TASK INSTRUCTIONS:
**a)** From the two body paragraphs of the Sotheby's protest post below, list every figure written in numerals, each with the words it goes with.
**b)** Carry on the Sotheby's protest post below from its final sentence, keeping its voice.

SELECTED EXTRACT:

════

Tonight: Shut Down Sotheby's!
Posted 11 years ago on May 2, 2012, 2:48 a.m. EST by OccupyWallSt
Tonight, at an exclusive 7pm auction, Sotheby's is expected to sell Edvard Munch's iconic painting "The Scream" for $80 million dollars. Outside, Occupy and labor allies will protest the Upper East Side art auction house in solidarity with 43 locked-out art handlers who have been replaced by Sotheby's with low wage temporary workers with no benefits.
Catering exclusively to the mega-rich (by providing a service that makes them richer and more exclusive,) Sotheby's is perhaps the most quintessentially 1% institution there is. Founded before the industrial era, it was the first company ever listed on the NY Stock Exchange, and today (despite the current "recession") is more profitable than at any other time in its 260-year history. Meanwhile, the Sotheby's workers who make those profits possible are given the shaft. Enough is enough. The 99% will not stand silent as union-busting companies like Sotheby's wage class war against us.

════

DATA SHOWN:
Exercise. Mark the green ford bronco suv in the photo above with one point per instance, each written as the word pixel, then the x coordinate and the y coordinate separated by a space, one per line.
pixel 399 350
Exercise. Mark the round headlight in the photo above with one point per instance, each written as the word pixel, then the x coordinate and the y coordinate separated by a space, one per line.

════

RESPONSES BY TASK:
**a)**
- 7pm (the time of the exclusive auction)
- $80 million (the expected sale price of "The Scream")
- 43 (the locked-out art handlers)
- 1% (Sotheby's as a "quintessentially 1% institution")
- 260-year (the company's history)
- 99% (those who "will not stand silent")

**b)**
If you don't like Diana Taylor or Brookfield Properties (or if you liked Liberty Square), come Shut Down Sotheby's. Diana Taylor is on the board at Sotheby's and Brookfield, and told union members she would resign if the CEO gave the workers what they asked for.
If you love art, and believe that art belongs to all people, not to private wealth, please come shut down Sotheby's.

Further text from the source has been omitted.